→ **EXTRACT TO READ**:
-*-*-

Writing an Exponent CMS Module

I recently wrote a plug-in module for Exponent CMS. I really like the CMS and is very capable to do what I would like. However, when I set out to write my own custom module, I found the documentation lacking. In this article, I’ll outline some tips to help you get started writing a module for Exponent CMS.

Debugging
The first thing to do when writing your own module is to turn on debugging. This is easily done by editing a setting in the pathos_version.php file as described in the Exponent CMS FAQ

Required Files
Start out by making a new folder under the modules folder. Another thing you can do is just make a copy of an existing simple module, such as textmodule, and rename it. For this example, we’ll call it mymodule.

So, here are the files that are needed to accomplish basic tasks.

modules/mymodule/class.php
This is the main file that encompasses the basic module structure. If you’ve copied this from another module, be sure to also rename the class.

-*-*-

→ **WRITTEN REQUEST 1**: Reproduce the Exponent CMS module article word for word, everything from "I recently wrote" down to "accomplish basic tasks.".
→ **WRITTEN REQUEST 2**: Summarize the Exponent CMS module article in two sentences.
→ **WRITTEN REQUEST 3**: Write the next part of the Exponent CMS module article, continuing from its final sentence.

→ **LISTING**:

-*-*-

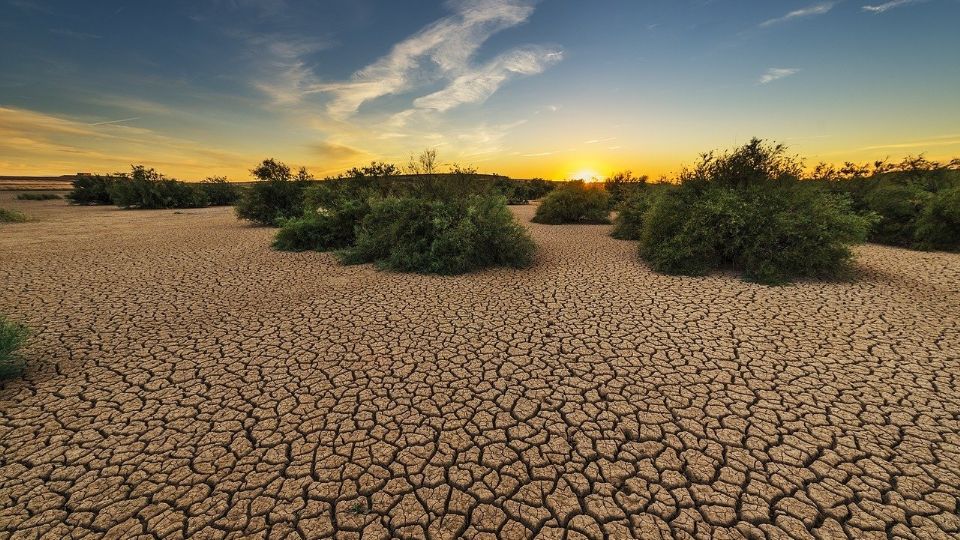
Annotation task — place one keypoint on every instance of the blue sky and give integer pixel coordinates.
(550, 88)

-*-*-

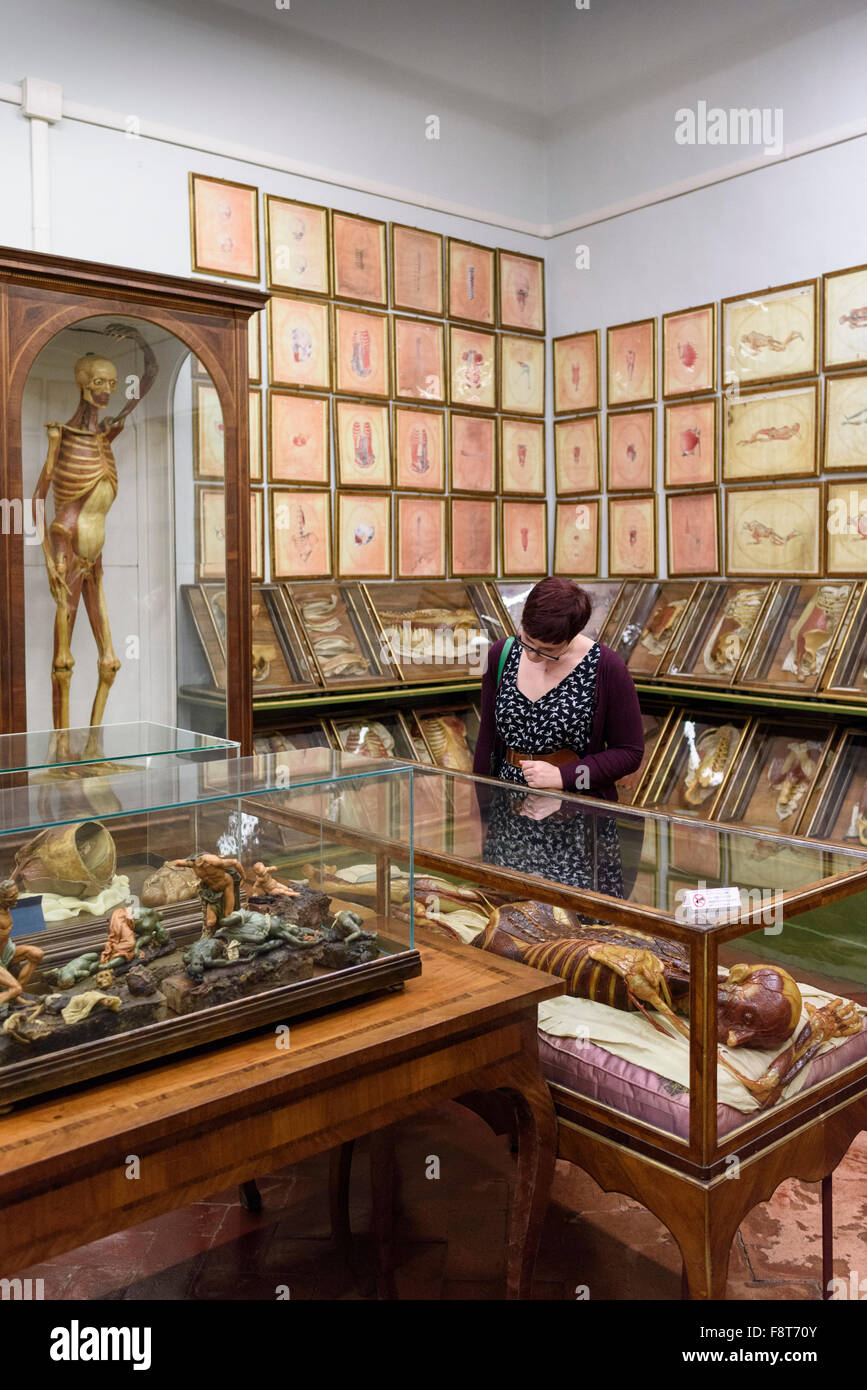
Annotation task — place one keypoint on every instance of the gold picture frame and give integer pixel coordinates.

-*-*-

→ **EXERCISE RESPONSE 1**:
I recently wrote a plug-in module for Exponent CMS. I really like the CMS and is very capable to do what I would like. However, when I set out to write my own custom module, I found the documentation lacking. In this article, I’ll outline some tips to help you get started writing a module for Exponent CMS.

Debugging
The first thing to do when writing your own module is to turn on debugging. This is easily done by editing a setting in the pathos_version.php file as described in the Exponent CMS FAQ

Required Files
Start out by making a new folder under the modules folder. Another thing you can do is just make a copy of an existing simple module, such as textmodule, and rename it. For this example, we’ll call it mymodule.

So, here are the files that are needed to accomplish basic tasks.

→ **EXERCISE RESPONSE 2**: After writing a plug-in module for Exponent CMS and finding the documentation lacking, the author offers tips for getting started on a custom module, beginning with turning on debugging by editing a setting in the pathos_version.php file. Next comes a new folder under the modules folder, or a renamed copy of a simple existing module such as textmodule, whose main file, class.php, holds the basic module structure and needs its class renamed if copied.

→ **EXERCISE RESPONSE 3**:
modules/mymodule/actions/myaction.php
All the files in this actions folder can be used to define all of the major services that the module provides. The file can be as simple as calling a method of the class like this:
mymodule::myaction(DEFAULT_VIEW,$loc);

modules/mymodules/views/Default.tpl
This template file defines the default view of the class. When you add the module to a page, this is the default template that is rendered. If there are other templates in this folder, they will be selectable when setting up the module for the page.

In the template, you can create a reference back to the action that was previously created. For example:
<a href="{link action=myaction}">myaction</a>

modules/mymodules/views/_standard.tpl
This file is needed to define permissions and configuration for the module. If you want to have your own custom configuration options for the module, make sure that _standard.tpl has this additional block

{if $permissions.configure == 1}
	<a href="{link action=configure _common=1}"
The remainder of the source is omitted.